What you have to do: Please quote the comment thread below on Victorianism and housewives in full, word for word.

The movie A woman under the influence is a great watch. Quite relatable too.😵💫
But why are we focusing on Victorianism as the source of the housewife? Whether it's ancient Egyptian times or ancient others, women stayed home and took care of the kids. This sort of division of labor didn't start with the Victorians.
Well not really, that's actually a common misbelief. Working class women had to work on the fields and then on the factories for centuries, apart from doing their tasks on domestic work. The ones who could afford to stay at home and focus on the housework were the women from the humblest bourgeois families that were affluent enough to not needing one of the spouses to work. The Victorian era experienced the proliferation of this "middle class", so the associations on women as purely domestic beings were more common in those times, and this showed in the literature and popular culture.
They’re focusing on Victorianism because it’s the current fad to demonize the past. Men and women have and will always have a labor divide. Our biology is proof that men are built for one thing and woman another, that has nothing to do with the British empire, and everything to do with the fact that men had more physically challenging labor (hunting, building, navigating) than women (gathering, cooking, child rearing). Men and women are different, it’s sad how many people find the need to get upset at this fact.
@@msi8311
The Victorians were quite sexist, so there's plenty there to criticize.
As for division of labor, the more technology advances, the less division there will be. Robots will end up doing all the menial labor and heavy lifting.
It's funny because I'm a pediatric nurse in one of the highest rated private clinics in one of the more upscale towns/communities in the area - note that this is not where I live, just work! Any-who, my point is there are waaaaay more homemakers than I ever would've thought. No matter their economic situation, though, it's clear that what they do is not easy. They choose to be homemakers, and I mean, hey, more power to them - truly.

Dataset extract:
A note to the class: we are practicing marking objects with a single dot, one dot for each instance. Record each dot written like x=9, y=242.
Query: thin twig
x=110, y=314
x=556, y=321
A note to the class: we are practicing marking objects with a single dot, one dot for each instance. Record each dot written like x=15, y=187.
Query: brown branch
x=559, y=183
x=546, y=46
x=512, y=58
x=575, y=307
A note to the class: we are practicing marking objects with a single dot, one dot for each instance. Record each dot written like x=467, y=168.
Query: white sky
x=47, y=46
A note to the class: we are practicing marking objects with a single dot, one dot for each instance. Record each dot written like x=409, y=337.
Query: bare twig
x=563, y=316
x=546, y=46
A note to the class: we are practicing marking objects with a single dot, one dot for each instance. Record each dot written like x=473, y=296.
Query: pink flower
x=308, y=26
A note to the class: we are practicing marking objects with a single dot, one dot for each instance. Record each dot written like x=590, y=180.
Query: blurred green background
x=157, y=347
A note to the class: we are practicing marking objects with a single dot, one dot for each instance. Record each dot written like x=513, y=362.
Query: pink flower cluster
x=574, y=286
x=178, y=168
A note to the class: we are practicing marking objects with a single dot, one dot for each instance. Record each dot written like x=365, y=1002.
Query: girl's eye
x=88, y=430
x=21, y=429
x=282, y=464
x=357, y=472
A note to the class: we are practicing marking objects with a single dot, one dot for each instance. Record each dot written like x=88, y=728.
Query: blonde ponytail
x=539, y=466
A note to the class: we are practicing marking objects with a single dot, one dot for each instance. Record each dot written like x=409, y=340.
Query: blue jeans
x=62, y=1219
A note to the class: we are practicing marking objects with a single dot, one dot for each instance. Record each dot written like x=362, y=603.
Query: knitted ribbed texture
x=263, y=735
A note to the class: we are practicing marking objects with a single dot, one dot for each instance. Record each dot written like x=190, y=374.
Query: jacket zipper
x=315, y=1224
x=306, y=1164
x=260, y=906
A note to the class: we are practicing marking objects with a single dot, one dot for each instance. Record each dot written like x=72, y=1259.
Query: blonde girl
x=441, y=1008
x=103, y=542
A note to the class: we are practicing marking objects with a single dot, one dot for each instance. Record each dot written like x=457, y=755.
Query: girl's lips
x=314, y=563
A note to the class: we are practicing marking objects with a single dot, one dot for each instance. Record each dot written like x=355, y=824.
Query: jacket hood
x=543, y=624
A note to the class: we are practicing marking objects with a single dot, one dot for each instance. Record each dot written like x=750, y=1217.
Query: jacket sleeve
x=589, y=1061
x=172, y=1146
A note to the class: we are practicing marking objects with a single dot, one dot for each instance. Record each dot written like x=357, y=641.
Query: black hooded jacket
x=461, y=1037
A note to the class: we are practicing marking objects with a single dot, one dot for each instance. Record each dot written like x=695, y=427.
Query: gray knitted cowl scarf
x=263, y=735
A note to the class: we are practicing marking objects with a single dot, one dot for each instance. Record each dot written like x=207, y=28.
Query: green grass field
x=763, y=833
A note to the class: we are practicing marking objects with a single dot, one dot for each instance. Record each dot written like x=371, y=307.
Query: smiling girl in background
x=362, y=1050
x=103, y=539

Exercise output:
The movie A woman under the influence is a great watch. Quite relatable too.😵💫
But why are we focusing on Victorianism as the source of the housewife? Whether it's ancient Egyptian times or ancient others, women stayed home and took care of the kids. This sort of division of labor didn't start with the Victorians.
Well not really, that's actually a common misbelief. Working class women had to work on the fields and then on the factories for centuries, apart from doing their tasks on domestic work. The ones who could afford to stay at home and focus on the housework were the women from the humblest bourgeois families that were affluent enough to not needing one of the spouses to work. The Victorian era experienced the proliferation of this "middle class", so the associations on women as purely domestic beings were more common in those times, and this showed in the literature and popular culture.
They’re focusing on Victorianism because it’s the current fad to demonize the past. Men and women have and will always have a labor divide. Our biology is proof that men are built for one thing and woman another, that has nothing to do with the British empire, and everything to do with the fact that men had more physically challenging labor (hunting, building, navigating) than women (gathering, cooking, child rearing). Men and women are different, it’s sad how many people find the need to get upset at this fact.
@@msi8311
The Victorians were quite sexist, so there's plenty there to criticize.
As for division of labor, the more technology advances, the less division there will be. Robots will end up doing all the menial labor and heavy lifting.
It's funny because I'm a pediatric nurse in one of the highest rated private clinics in one of the more upscale towns/communities in the area - note that this is not where I live, just work! Any-who, my point is there are waaaaay more homemakers than I ever would've thought. No matter their economic situation, though, it's clear that what they do is not easy. They choose to be homemakers, and I mean, hey, more power to them - truly.